Written problem: Identify each line in the items below that contains the string "reflection" with the same letter case, and copy those lines.

Entries provided:
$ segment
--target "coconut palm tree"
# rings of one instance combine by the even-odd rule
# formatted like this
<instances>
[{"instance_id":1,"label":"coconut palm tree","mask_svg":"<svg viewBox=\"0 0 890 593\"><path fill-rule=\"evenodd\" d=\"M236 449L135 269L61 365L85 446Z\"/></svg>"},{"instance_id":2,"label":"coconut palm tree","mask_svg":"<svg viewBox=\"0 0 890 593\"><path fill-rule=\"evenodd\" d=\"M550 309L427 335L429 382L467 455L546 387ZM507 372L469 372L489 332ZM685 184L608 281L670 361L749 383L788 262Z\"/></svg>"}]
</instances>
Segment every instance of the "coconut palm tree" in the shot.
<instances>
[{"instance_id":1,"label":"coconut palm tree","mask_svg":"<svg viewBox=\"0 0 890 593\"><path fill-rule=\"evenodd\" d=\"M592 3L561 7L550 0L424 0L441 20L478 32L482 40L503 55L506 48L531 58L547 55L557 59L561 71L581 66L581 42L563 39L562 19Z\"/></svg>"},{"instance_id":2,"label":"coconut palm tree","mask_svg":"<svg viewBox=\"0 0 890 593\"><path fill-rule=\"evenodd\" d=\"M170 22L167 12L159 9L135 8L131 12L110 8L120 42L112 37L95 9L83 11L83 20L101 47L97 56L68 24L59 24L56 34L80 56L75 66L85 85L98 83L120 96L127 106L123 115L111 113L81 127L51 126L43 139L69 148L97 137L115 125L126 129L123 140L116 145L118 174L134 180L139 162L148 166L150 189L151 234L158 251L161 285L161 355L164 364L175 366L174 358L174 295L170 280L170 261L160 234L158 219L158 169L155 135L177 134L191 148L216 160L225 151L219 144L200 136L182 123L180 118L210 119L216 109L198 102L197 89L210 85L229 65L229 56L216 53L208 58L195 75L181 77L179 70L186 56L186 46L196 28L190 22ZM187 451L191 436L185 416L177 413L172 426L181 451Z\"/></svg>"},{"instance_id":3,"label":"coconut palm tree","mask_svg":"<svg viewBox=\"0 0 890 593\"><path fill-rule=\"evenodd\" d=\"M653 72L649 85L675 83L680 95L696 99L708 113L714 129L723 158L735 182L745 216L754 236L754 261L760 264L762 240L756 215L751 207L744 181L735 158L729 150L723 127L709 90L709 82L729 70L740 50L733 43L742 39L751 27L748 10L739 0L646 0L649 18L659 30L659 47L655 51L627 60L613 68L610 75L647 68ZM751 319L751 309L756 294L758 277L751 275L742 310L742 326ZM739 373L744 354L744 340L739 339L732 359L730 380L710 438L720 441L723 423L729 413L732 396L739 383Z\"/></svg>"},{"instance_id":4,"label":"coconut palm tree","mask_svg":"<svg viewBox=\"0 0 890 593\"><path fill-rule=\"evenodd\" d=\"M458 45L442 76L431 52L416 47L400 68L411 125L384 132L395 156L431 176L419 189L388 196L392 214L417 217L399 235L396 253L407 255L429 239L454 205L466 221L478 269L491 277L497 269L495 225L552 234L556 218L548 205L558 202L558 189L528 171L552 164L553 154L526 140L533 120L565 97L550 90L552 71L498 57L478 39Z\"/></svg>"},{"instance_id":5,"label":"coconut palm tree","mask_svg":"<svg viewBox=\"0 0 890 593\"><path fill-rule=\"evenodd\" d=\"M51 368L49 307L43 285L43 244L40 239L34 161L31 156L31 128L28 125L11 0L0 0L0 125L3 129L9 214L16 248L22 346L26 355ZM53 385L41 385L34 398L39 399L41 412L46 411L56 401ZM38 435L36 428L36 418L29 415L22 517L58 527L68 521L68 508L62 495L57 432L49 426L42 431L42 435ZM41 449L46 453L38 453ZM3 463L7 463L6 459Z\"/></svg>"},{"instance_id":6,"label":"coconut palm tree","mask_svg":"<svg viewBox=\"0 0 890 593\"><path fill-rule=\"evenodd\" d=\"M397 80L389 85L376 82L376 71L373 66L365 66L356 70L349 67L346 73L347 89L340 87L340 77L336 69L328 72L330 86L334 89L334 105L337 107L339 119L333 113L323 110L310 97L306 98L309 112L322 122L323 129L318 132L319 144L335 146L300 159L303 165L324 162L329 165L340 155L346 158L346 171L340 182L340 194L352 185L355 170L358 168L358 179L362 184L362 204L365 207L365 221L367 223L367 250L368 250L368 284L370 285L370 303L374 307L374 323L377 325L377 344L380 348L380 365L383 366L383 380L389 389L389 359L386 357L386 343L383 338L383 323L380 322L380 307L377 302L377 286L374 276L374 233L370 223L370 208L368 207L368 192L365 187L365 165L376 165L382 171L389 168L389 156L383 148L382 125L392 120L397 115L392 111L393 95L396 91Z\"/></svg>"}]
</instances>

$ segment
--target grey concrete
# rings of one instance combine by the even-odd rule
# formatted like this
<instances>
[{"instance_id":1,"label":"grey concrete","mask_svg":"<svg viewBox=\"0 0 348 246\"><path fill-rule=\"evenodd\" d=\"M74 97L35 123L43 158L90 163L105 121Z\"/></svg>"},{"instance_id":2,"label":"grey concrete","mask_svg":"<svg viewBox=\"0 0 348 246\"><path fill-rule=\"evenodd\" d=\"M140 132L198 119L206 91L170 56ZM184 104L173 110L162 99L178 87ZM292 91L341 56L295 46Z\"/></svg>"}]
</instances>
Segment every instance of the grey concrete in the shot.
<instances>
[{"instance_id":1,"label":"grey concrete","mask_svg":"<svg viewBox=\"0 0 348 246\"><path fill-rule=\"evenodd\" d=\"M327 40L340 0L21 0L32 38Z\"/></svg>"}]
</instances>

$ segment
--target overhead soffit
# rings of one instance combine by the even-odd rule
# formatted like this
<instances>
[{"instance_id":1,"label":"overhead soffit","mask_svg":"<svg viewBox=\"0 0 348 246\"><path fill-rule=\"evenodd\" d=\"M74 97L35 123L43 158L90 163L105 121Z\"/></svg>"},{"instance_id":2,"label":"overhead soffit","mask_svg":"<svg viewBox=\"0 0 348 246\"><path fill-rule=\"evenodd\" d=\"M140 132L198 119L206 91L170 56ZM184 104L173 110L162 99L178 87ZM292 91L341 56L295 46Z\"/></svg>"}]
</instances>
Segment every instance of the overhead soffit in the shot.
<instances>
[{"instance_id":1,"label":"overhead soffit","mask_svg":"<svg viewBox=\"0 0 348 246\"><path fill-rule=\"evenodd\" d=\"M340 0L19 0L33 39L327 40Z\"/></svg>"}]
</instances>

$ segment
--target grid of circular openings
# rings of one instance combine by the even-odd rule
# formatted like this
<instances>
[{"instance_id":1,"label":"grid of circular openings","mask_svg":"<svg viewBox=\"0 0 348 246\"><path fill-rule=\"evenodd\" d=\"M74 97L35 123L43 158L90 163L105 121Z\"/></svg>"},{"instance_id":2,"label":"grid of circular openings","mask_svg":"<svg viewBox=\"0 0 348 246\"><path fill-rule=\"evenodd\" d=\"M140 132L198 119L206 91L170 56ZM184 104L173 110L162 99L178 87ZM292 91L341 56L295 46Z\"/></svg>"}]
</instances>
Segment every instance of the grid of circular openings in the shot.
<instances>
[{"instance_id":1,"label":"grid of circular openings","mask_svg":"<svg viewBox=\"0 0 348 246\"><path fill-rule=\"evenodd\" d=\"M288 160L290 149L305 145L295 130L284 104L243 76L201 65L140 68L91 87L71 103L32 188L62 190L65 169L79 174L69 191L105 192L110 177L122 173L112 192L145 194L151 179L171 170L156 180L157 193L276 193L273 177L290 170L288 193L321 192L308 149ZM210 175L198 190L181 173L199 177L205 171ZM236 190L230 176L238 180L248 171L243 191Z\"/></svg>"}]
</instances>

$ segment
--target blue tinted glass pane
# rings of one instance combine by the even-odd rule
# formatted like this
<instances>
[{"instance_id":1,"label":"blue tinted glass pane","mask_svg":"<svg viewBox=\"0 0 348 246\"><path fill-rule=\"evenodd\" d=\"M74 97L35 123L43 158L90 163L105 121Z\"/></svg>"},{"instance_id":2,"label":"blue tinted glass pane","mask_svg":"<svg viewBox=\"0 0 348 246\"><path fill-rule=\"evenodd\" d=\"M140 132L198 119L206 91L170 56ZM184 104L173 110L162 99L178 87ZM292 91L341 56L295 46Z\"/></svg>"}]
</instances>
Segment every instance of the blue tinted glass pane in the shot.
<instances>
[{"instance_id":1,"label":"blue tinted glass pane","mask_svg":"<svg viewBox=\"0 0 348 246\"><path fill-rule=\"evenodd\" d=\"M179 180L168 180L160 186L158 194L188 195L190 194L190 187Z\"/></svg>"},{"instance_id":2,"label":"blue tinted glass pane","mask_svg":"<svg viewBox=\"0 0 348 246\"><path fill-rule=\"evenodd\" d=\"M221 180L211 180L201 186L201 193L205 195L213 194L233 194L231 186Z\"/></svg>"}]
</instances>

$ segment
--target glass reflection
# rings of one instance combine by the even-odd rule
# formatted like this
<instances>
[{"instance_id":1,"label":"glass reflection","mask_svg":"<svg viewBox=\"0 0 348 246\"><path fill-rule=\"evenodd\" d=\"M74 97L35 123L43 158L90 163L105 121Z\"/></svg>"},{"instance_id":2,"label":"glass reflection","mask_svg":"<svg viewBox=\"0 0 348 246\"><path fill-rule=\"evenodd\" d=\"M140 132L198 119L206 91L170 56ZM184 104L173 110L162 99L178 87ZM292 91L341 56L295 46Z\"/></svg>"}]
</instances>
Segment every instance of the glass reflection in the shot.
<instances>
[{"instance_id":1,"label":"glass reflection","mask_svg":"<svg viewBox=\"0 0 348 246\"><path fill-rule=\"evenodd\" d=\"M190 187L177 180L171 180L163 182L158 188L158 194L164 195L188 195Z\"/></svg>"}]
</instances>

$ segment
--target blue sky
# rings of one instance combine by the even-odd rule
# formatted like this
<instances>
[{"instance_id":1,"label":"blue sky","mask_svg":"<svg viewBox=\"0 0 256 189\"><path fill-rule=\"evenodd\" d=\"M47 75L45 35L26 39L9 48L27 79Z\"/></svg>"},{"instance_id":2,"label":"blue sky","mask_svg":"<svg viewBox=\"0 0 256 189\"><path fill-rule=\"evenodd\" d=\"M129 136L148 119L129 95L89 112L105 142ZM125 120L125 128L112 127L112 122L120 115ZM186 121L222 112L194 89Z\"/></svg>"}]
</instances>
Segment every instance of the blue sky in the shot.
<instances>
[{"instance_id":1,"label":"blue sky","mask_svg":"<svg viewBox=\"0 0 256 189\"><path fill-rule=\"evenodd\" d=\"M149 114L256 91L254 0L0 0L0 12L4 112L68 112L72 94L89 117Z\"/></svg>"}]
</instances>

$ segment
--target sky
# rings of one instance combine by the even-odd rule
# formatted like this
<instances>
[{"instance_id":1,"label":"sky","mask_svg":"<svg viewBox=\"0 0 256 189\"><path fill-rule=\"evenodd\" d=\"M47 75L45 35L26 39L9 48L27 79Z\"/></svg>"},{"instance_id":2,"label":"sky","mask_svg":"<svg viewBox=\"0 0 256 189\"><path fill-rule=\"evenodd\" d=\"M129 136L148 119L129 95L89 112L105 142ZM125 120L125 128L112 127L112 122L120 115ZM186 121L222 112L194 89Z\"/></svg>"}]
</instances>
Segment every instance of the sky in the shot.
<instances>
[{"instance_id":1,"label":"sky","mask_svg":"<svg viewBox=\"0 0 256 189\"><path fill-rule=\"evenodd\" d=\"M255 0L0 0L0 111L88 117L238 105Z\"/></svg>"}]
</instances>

Task answer:
--target glass reflection
[{"instance_id":1,"label":"glass reflection","mask_svg":"<svg viewBox=\"0 0 348 246\"><path fill-rule=\"evenodd\" d=\"M74 97L35 123L43 158L90 163L105 121Z\"/></svg>"},{"instance_id":2,"label":"glass reflection","mask_svg":"<svg viewBox=\"0 0 348 246\"><path fill-rule=\"evenodd\" d=\"M140 132L198 119L206 91L170 56ZM184 104L173 110L162 99L178 87ZM292 91L341 56L295 46Z\"/></svg>"}]
Segment every instance of the glass reflection in the shot.
[{"instance_id":1,"label":"glass reflection","mask_svg":"<svg viewBox=\"0 0 348 246\"><path fill-rule=\"evenodd\" d=\"M190 187L177 180L171 180L163 182L158 188L158 194L164 195L188 195Z\"/></svg>"}]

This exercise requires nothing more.